Stated exercise — Quote every line of the material beneath this one.

[begin Data listing]

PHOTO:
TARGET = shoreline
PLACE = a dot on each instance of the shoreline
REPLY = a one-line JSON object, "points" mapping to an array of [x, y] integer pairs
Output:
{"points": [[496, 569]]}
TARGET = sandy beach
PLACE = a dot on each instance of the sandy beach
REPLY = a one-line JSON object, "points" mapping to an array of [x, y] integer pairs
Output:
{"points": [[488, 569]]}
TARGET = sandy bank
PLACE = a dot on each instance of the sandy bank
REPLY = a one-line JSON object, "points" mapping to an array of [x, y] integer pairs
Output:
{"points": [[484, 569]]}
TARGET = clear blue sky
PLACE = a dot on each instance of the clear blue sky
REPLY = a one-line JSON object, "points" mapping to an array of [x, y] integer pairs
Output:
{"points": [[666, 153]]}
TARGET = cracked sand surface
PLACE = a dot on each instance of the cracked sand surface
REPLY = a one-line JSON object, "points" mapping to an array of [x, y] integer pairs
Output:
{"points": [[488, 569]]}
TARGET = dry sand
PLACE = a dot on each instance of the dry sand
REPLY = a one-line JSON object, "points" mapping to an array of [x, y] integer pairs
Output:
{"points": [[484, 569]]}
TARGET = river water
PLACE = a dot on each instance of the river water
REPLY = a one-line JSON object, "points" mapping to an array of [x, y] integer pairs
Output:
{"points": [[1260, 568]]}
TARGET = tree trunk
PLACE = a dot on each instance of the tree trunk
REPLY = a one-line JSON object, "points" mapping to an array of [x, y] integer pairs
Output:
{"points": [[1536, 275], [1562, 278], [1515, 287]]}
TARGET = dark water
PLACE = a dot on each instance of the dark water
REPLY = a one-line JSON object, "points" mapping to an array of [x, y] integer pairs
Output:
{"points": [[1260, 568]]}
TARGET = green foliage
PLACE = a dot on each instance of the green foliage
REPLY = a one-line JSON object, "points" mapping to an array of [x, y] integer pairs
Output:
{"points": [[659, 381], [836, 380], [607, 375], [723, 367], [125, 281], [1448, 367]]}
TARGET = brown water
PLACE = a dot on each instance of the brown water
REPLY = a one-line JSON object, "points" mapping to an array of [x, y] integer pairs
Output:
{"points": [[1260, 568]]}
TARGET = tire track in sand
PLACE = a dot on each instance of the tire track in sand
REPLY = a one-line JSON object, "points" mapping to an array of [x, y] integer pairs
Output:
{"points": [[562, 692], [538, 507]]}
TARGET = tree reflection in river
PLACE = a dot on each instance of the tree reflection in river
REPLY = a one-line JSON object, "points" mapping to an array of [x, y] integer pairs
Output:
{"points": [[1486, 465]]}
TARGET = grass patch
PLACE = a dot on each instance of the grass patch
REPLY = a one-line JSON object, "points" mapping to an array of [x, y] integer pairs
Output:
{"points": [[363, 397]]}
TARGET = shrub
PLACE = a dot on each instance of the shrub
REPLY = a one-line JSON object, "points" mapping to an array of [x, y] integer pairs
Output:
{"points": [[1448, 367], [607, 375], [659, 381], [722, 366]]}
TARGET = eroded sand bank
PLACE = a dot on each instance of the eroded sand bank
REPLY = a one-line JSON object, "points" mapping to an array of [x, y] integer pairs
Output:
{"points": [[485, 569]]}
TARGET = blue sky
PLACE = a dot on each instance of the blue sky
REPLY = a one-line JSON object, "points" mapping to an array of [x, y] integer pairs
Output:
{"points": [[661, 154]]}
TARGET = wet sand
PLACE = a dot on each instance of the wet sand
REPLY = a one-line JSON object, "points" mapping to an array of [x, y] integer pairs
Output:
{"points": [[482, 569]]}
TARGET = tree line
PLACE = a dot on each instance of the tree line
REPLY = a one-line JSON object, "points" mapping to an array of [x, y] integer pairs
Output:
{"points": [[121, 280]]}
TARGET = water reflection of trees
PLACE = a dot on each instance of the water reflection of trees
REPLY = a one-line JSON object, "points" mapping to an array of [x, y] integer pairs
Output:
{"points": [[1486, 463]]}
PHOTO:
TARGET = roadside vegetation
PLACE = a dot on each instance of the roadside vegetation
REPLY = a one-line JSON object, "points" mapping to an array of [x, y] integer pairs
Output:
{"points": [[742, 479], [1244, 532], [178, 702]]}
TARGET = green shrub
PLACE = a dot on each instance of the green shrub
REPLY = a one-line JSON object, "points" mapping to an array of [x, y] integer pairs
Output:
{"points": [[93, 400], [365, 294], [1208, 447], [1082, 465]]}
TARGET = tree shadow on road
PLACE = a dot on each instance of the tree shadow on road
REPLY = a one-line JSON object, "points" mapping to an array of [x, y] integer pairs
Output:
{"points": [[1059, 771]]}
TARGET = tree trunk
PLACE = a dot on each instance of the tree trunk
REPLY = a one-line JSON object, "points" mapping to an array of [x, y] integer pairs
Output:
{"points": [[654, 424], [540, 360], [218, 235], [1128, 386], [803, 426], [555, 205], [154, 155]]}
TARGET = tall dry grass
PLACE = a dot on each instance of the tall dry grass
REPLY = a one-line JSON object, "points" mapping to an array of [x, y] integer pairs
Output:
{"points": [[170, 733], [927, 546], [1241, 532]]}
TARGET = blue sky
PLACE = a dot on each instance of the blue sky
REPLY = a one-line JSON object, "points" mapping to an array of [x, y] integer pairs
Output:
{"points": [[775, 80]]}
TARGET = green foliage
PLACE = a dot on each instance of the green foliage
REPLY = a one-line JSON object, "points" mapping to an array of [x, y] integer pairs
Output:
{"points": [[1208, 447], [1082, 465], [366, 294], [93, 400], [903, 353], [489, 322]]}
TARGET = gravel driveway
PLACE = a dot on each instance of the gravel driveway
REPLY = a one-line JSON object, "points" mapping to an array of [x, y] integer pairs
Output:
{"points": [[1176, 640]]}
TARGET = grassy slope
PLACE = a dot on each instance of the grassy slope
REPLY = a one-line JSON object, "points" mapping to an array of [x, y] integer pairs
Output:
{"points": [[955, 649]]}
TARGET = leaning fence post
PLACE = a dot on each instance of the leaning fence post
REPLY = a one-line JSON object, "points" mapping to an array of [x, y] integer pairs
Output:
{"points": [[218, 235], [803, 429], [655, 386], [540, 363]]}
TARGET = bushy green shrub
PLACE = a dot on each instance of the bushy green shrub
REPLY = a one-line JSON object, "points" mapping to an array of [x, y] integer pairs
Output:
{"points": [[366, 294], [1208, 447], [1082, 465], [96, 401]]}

[end Data listing]

Finished answer —
PHOTO:
TARGET = shoreline
PLACE = a dot on each instance of the shoreline
REPLY = a one-line JSON object, "points" mapping to an array of [x, y] integer pairs
Output:
{"points": [[496, 569]]}
TARGET = sandy beach
PLACE = a dot on each instance of the sandy beach
REPLY = a one-line JSON object, "points" mapping to an array of [x, y] integer pairs
Output:
{"points": [[488, 569]]}
TARGET = sandy bank
PLACE = a dot on each instance of the sandy bank
REPLY = a one-line JSON object, "points" mapping to an array of [x, y] integer pairs
Output:
{"points": [[484, 569]]}
TARGET = clear blue sky
PLACE = a dot on each instance of the clear blue sky
REPLY = a one-line JSON object, "points" mapping to an array of [x, y] integer pairs
Output:
{"points": [[666, 153]]}
TARGET = cracked sand surface
PLACE = a dot on each instance of the cracked sand surface
REPLY = a one-line JSON object, "points" mapping to an array of [x, y] integer pairs
Output:
{"points": [[488, 569]]}
TARGET = dry sand
PLACE = a dot on each instance of the dry sand
REPLY = a one-line JSON object, "points" mapping to an array of [x, y] integer pairs
Output:
{"points": [[484, 569]]}
TARGET = river water
PLACE = a dot on each instance of the river water
REPLY = a one-line JSON object, "points" mapping to an array of [x, y] integer pairs
Output:
{"points": [[1260, 568]]}
TARGET = tree trunk
PLACE = a dot on each instance of the tree trunk
REPLY = a one-line JSON object, "points" mapping to an array of [x, y] integer pairs
Output:
{"points": [[1536, 275], [1562, 278], [1515, 287]]}
TARGET = dark water
PLACE = a dot on each instance of the dark water
REPLY = a one-line JSON object, "points" mapping to an array of [x, y] integer pairs
Output:
{"points": [[1260, 568]]}
TARGET = green foliage
PLACE = a dot on each instance of the green foliage
REPLY = a one-line JSON object, "points" mapping to an array of [x, y] integer pairs
Output:
{"points": [[659, 381], [836, 380], [607, 375], [723, 367], [125, 281], [1448, 367]]}
TARGET = brown water
PLACE = a dot on each instance of the brown water
REPLY = a one-line JSON object, "points" mapping to an array of [x, y] integer pairs
Output:
{"points": [[1260, 568]]}
TARGET = tire track in sand
PLACE = a dot on each instance of the tire track in sand
REPLY = a one-line JSON object, "points" mapping to an array of [x, y] integer pairs
Output:
{"points": [[562, 692], [538, 507]]}
TARGET = tree reflection in river
PLACE = a dot on each instance of the tree reflection in river
REPLY = a one-line JSON object, "points" mapping to an array of [x, y] integer pairs
Output:
{"points": [[1486, 465]]}
TARGET = grass patch
PLACE = a dot on each instance of the grass patch
REPLY = a one-line JSON object, "points" mapping to an array of [x, y] integer pairs
Output:
{"points": [[363, 397]]}
TARGET = shrub
PLACE = a dot on each instance of the shrub
REPLY = a one-line JSON object, "points" mapping to an array of [x, y] integer pairs
Output:
{"points": [[1448, 367], [607, 375], [659, 381], [722, 366]]}
TARGET = eroded sand bank
PLACE = a dot on each instance of the eroded sand bank
REPLY = a one-line JSON object, "points" mapping to an array of [x, y] integer pairs
Output:
{"points": [[485, 569]]}
TARGET = blue sky
PLACE = a dot on each instance of the blue sky
REPLY = a one-line JSON object, "points" mapping to an array of [x, y] integer pairs
Output:
{"points": [[661, 154]]}
TARGET = wet sand
PLACE = a dot on each instance of the wet sand
REPLY = a one-line JSON object, "points" mapping to an array of [x, y] integer pairs
Output:
{"points": [[482, 569]]}
TARGET = tree line
PLACE = a dot on each instance of the tree line
REPLY = a one-line JSON object, "points" mapping to an array of [x, y] integer pairs
Output:
{"points": [[121, 280]]}
TARGET = water reflection of trees
PLACE = a dot on each instance of the water reflection of trees
REPLY = a one-line JSON object, "points" mapping to an array of [x, y] integer pairs
Output:
{"points": [[1486, 463]]}
PHOTO:
TARGET = roadside vegetation
PLACE = a dot on each instance of the roadside vegetation
REPLY = a one-line JSON object, "points" mapping to an array of [x, y] integer pairs
Output:
{"points": [[742, 479], [1244, 532], [178, 702]]}
TARGET = green shrub
PLACE = a dot on each instance of the green shrub
REPLY = a one-line JSON object, "points" mapping to an array of [x, y] integer pairs
Output:
{"points": [[93, 400], [365, 294], [1208, 447], [1082, 465]]}
TARGET = tree shadow on road
PLACE = a dot on each instance of the tree shadow on road
REPLY = a one-line JSON object, "points" mapping to an array of [x, y] integer pairs
Output:
{"points": [[1059, 771]]}
TARGET = tree trunk
PLACE = a dot on each instance of the tree trunk
REPLY = a one-line JSON object, "points" mapping to an array of [x, y] integer pairs
Output:
{"points": [[654, 424], [540, 360], [218, 235], [1128, 386], [803, 426], [555, 205], [154, 155]]}
TARGET = tall dry grass
PLACE = a dot on each instance of the tall dry grass
REPLY = a one-line JSON object, "points" mapping to an array of [x, y] integer pairs
Output:
{"points": [[170, 733], [927, 546], [1241, 532]]}
TARGET = blue sky
PLACE = a dot on each instance of the blue sky
REPLY = a one-line JSON object, "points" mapping to an array of [x, y] integer pairs
Output:
{"points": [[775, 80]]}
TARGET = green foliage
PLACE = a dot on each instance of the green foliage
REPLY = a one-line JSON object, "points" mapping to an array of [x, y] integer pairs
Output:
{"points": [[1208, 447], [1082, 465], [366, 294], [93, 400], [903, 353], [489, 322]]}
TARGET = gravel driveway
PLACE = a dot on each instance of the gravel driveway
REPLY = a one-line JSON object, "points" mapping to an array of [x, y] integer pairs
Output:
{"points": [[1176, 640]]}
TARGET = grassy slope
PLACE = a dot on each instance of the grassy slope
REPLY = a one-line JSON object, "points" mapping to an array of [x, y] integer pairs
Output:
{"points": [[955, 649]]}
TARGET = leaning fence post
PLACE = a dot on each instance of the leaning fence post
REPLY = a one-line JSON object, "points" mapping to an array of [x, y] integer pairs
Output:
{"points": [[218, 235], [803, 429], [655, 386], [540, 363]]}
TARGET = bushy green shrub
PLACE = a dot on each instance of the bushy green shrub
REPLY = a one-line JSON object, "points" mapping to an array of [x, y] integer pairs
Output:
{"points": [[366, 294], [1208, 447], [1082, 465], [96, 401]]}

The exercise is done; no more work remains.